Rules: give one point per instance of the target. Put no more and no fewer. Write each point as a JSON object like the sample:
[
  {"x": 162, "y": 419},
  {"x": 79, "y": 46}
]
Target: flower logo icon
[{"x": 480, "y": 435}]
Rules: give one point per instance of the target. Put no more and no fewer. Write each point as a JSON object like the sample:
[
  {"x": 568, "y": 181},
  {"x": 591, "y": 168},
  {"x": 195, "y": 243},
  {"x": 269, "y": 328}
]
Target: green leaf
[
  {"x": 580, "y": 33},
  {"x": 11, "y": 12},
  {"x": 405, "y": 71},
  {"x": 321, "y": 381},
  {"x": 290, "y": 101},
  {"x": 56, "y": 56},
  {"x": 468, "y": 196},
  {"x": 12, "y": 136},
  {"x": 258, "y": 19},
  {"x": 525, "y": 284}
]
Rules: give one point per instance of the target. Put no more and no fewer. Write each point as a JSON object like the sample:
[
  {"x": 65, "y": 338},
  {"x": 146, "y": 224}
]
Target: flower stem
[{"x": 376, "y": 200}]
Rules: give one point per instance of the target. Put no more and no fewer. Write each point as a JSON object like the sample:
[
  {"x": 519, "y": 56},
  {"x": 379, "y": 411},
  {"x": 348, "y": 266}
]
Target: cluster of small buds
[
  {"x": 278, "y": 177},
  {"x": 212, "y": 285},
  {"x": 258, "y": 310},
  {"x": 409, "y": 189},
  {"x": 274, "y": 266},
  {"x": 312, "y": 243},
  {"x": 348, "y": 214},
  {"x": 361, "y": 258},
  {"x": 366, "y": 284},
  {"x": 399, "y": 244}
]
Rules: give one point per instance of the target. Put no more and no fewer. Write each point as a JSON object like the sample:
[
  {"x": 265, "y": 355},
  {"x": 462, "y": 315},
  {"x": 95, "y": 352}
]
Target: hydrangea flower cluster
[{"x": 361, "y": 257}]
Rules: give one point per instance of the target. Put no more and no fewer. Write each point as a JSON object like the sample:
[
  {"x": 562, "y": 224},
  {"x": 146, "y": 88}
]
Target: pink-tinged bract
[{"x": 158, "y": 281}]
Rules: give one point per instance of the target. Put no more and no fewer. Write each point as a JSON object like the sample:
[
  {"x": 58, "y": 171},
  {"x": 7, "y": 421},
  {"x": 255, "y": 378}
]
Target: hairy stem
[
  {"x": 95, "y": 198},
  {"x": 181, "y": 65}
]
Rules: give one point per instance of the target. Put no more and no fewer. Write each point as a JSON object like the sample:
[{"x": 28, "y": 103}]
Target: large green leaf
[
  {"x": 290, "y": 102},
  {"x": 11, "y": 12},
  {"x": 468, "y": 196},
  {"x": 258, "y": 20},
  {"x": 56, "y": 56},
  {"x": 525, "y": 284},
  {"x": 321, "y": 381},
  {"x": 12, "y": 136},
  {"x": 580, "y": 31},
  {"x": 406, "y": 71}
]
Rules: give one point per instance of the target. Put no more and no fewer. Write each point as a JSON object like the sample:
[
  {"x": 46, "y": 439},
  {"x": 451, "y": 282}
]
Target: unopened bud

- - - - - - -

**Description of the task**
Line by line, return the whole listing without a single difference.

**Response below**
Rules: give one point per instance of the target. Put no more and no fewer. Write each point as a JSON object like the sample:
[
  {"x": 162, "y": 419},
  {"x": 79, "y": 46}
]
Target: flower logo icon
[{"x": 480, "y": 435}]
Rules: give one point per instance of the target. Put no more and no fewer. Write each point as a JSON object like the sample:
[
  {"x": 568, "y": 181},
  {"x": 591, "y": 168},
  {"x": 195, "y": 243},
  {"x": 269, "y": 328}
]
Target: green leaf
[
  {"x": 580, "y": 33},
  {"x": 11, "y": 12},
  {"x": 405, "y": 71},
  {"x": 321, "y": 381},
  {"x": 290, "y": 101},
  {"x": 56, "y": 56},
  {"x": 468, "y": 196},
  {"x": 12, "y": 136},
  {"x": 258, "y": 19},
  {"x": 525, "y": 284}
]
Rules: give one point per instance of the target. Put no more and no fewer. Write each point as a JSON object like the sample:
[
  {"x": 65, "y": 338},
  {"x": 146, "y": 224}
]
Target: flower stem
[{"x": 376, "y": 200}]
Rules: give one point per instance of the target. Put no more and no fewer. Write each point as a JSON object like the sample:
[
  {"x": 519, "y": 56},
  {"x": 379, "y": 411},
  {"x": 348, "y": 266}
]
Target: cluster of small buds
[
  {"x": 278, "y": 177},
  {"x": 212, "y": 285},
  {"x": 258, "y": 310},
  {"x": 409, "y": 189},
  {"x": 274, "y": 266},
  {"x": 312, "y": 243},
  {"x": 348, "y": 214},
  {"x": 361, "y": 258},
  {"x": 366, "y": 284},
  {"x": 399, "y": 244}
]
Rules: give one point per instance of the target. Put no more and no fewer. Write each point as a JSON object like the sample:
[
  {"x": 265, "y": 355},
  {"x": 462, "y": 315},
  {"x": 95, "y": 352}
]
Target: hydrangea flower cluster
[{"x": 361, "y": 257}]
Rules: give one point per instance of the target. Put no more and no fewer. Write each point as a JSON object like the sample:
[
  {"x": 562, "y": 224},
  {"x": 146, "y": 88}
]
Target: pink-tinged bract
[{"x": 158, "y": 281}]
Rules: give one point per instance of the target. Put no more and no fewer. Write each point as a JSON object like the sample:
[
  {"x": 58, "y": 171},
  {"x": 7, "y": 421},
  {"x": 255, "y": 378}
]
Target: hairy stem
[
  {"x": 95, "y": 198},
  {"x": 181, "y": 65}
]
Rules: give one point per instance of the target. Put no more and no fewer. Write each point as a JSON object like the sample:
[{"x": 28, "y": 103}]
Target: large green leaf
[
  {"x": 290, "y": 102},
  {"x": 11, "y": 12},
  {"x": 468, "y": 196},
  {"x": 258, "y": 20},
  {"x": 56, "y": 56},
  {"x": 525, "y": 284},
  {"x": 321, "y": 381},
  {"x": 12, "y": 136},
  {"x": 580, "y": 31},
  {"x": 406, "y": 71}
]
Rules: give one point per instance of the target. Put no more and no fewer. Write each point as a JSON object like the sample:
[
  {"x": 46, "y": 439},
  {"x": 451, "y": 282}
]
Target: unopened bud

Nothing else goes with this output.